• _Task item_: Output every record below exactly as it appears.

*** Source material Section Begins ***

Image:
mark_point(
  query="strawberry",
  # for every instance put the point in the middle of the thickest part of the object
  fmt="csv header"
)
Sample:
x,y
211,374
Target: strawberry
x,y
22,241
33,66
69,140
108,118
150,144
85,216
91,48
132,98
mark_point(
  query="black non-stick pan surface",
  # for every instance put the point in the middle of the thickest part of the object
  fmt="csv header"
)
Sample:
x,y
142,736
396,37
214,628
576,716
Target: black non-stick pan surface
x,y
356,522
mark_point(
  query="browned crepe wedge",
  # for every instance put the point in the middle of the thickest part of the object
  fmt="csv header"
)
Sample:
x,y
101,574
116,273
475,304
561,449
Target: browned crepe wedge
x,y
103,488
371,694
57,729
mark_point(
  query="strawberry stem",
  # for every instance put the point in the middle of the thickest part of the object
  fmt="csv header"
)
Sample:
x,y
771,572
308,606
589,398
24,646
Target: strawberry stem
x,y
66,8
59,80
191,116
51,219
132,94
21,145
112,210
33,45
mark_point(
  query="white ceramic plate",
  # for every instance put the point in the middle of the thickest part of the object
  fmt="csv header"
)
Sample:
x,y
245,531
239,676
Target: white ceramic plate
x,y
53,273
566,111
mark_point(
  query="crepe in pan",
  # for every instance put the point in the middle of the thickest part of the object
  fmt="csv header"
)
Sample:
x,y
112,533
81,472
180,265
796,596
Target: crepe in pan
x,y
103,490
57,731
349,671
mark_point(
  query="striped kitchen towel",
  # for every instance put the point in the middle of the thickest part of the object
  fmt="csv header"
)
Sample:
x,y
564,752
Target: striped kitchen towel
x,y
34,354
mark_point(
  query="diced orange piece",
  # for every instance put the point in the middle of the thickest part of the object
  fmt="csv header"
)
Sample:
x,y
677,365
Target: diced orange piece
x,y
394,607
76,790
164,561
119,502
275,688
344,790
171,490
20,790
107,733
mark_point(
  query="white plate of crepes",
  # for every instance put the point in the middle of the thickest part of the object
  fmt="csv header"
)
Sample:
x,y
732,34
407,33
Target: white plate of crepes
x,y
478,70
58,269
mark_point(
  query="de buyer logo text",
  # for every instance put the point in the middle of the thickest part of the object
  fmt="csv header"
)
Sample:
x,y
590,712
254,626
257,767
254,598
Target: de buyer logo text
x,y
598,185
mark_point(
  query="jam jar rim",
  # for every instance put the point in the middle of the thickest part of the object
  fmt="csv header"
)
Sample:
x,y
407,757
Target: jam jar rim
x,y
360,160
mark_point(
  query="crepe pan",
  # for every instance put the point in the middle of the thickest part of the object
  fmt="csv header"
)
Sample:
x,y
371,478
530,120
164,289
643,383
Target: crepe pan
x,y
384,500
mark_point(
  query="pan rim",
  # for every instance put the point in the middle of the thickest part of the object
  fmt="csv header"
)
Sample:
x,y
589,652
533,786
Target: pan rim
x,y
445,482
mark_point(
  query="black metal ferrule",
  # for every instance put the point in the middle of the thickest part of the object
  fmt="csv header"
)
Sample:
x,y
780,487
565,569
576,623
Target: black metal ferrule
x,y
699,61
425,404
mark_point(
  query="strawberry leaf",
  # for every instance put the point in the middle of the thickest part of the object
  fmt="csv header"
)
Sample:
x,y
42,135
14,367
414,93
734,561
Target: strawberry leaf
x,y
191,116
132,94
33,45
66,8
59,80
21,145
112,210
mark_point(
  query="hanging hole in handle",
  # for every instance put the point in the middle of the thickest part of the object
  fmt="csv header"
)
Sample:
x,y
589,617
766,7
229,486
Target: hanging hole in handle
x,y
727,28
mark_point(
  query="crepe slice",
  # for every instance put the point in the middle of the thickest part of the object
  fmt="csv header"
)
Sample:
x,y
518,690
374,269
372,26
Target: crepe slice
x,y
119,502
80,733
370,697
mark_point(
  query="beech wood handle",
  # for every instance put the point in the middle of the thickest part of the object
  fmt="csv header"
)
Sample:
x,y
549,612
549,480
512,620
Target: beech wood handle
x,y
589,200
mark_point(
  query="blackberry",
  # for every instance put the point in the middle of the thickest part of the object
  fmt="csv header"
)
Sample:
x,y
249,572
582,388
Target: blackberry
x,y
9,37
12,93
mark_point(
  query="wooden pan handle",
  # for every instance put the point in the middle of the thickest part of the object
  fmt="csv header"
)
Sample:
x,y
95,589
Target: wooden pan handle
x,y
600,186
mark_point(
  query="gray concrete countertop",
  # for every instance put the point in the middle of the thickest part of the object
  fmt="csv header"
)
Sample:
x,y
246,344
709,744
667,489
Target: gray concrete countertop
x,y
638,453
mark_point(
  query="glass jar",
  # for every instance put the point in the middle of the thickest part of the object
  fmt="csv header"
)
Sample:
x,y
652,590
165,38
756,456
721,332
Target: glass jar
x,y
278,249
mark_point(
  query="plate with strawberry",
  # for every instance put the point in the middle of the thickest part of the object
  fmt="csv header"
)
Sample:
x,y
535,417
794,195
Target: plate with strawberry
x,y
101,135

*** Source material Section Ends ***

• _Result of this task_:
Image:
mark_point(
  query="strawberry",
  # for every instance put the point in the middle of the thickest part of the object
  fmt="csv header"
)
Sample:
x,y
211,374
Target: strawberry
x,y
22,241
33,66
69,140
108,118
150,144
85,216
91,48
132,98
mark_point(
  query="black non-stick pan surface",
  # for every instance put the point in the middle of the thickest part of the object
  fmt="csv header"
)
Sample:
x,y
142,736
396,37
214,628
576,716
Target: black non-stick pan surface
x,y
356,522
mark_point(
  query="browned crepe wedge",
  # for every instance put the point in the middle of the thickest part of the object
  fmt="csv header"
)
Sample:
x,y
101,574
116,273
475,304
561,449
Target: browned crepe wedge
x,y
103,488
371,694
57,729
mark_point(
  query="strawberry stem",
  # for every instance put the point in the middle of the thickest part of the object
  fmt="csv header"
)
Sample:
x,y
771,572
308,606
589,398
24,646
Target: strawberry stem
x,y
66,8
59,80
191,116
51,219
132,94
21,145
112,210
33,45
mark_point(
  query="white ceramic plate",
  # for every instance put the point in the middle of the thickest part of the object
  fmt="csv header"
)
Sample:
x,y
245,531
239,676
Target: white ceramic plate
x,y
53,273
566,111
mark_point(
  query="crepe in pan",
  # for every instance put the point in the middle of the thickest part of the object
  fmt="csv header"
)
Sample:
x,y
112,533
81,472
180,265
796,596
Target: crepe in pan
x,y
103,490
57,731
349,671
mark_point(
  query="striped kitchen towel",
  # for every instance put the point in the middle of the thickest part of the object
  fmt="csv header"
)
Sample:
x,y
564,752
Target: striped kitchen towel
x,y
34,354
mark_point(
  query="diced orange piece",
  # for every instance put the point in the middle of the thickest part of the object
  fmt="csv header"
)
Sample:
x,y
677,365
Target: diced orange piece
x,y
394,607
76,790
164,561
119,502
275,688
344,790
171,490
20,790
107,733
mark_point(
  query="white plate of crepes",
  # for every instance put the point in the middle of the thickest part of the object
  fmt="csv header"
)
Sample:
x,y
732,34
407,33
Target: white plate of crepes
x,y
478,70
58,269
mark_point(
  query="de buyer logo text",
  # for every instance put the point in the middle of the thickest part of the object
  fmt="csv header"
)
Sample:
x,y
590,712
254,626
257,767
254,598
Target: de buyer logo text
x,y
598,185
mark_point(
  query="jam jar rim",
  # for every instance put the point in the middle of the thickest part of the object
  fmt="csv header"
)
Sample:
x,y
407,757
Target: jam jar rim
x,y
360,160
mark_point(
  query="crepe pan",
  # for every instance put the point in the middle of the thickest part of the object
  fmt="csv header"
)
Sample:
x,y
371,478
530,120
164,289
643,383
Target: crepe pan
x,y
384,500
mark_point(
  query="pan rim",
  # for every instance put the point in the middle of the thickest part of the object
  fmt="csv header"
)
Sample:
x,y
589,652
533,786
Target: pan rim
x,y
445,482
mark_point(
  query="black metal ferrule",
  # for every instance put the point in the middle of the thickest part of the object
  fmt="csv header"
)
Sample:
x,y
780,487
565,569
576,623
Target: black metal ferrule
x,y
699,61
425,404
mark_point(
  query="strawberry leaf",
  # for every instance put the point in the middle of the thickest part of the object
  fmt="csv header"
)
Sample:
x,y
42,135
14,367
414,93
734,561
Target: strawberry leaf
x,y
191,116
132,94
33,45
66,8
59,80
21,145
112,210
mark_point(
  query="hanging hole in handle",
  # for every instance put the point in the middle of the thickest part of the object
  fmt="csv header"
)
Sample:
x,y
589,617
766,7
229,486
Target: hanging hole in handle
x,y
727,28
mark_point(
  query="crepe slice",
  # for every instance put the point in the middle of the thickest part of the object
  fmt="csv header"
)
Sample:
x,y
518,690
374,269
372,26
Target: crepe slice
x,y
119,502
80,733
370,697
mark_point(
  query="beech wood handle",
  # for every instance put the point in the middle of the thickest part of the object
  fmt="csv header"
)
Sample:
x,y
549,612
549,480
512,620
Target: beech wood handle
x,y
589,200
mark_point(
  query="blackberry",
  # for every instance put the point in the middle of the thickest part of the object
  fmt="csv header"
)
Sample:
x,y
249,572
582,388
Target: blackberry
x,y
9,37
12,93
mark_point(
  query="wooden pan handle",
  # for every instance put the point in the middle of the thickest part of the object
  fmt="csv header"
)
Sample:
x,y
95,589
Target: wooden pan handle
x,y
600,186
mark_point(
  query="gray concrete countertop",
  # for every instance put the point in the middle of the thickest part of the object
  fmt="csv header"
)
Sample:
x,y
246,344
709,744
667,489
Target: gray concrete countertop
x,y
638,453
mark_point(
  query="glass jar",
  # for every instance put the point in the middle of the thickest part of the object
  fmt="csv header"
)
Sample:
x,y
652,590
165,38
756,456
721,332
Target: glass jar
x,y
278,249
mark_point(
  query="plate with strawberry",
  # for every instance put the point in the middle of the thickest part of the object
  fmt="csv header"
)
Sample:
x,y
535,417
794,195
Target: plate with strawberry
x,y
101,135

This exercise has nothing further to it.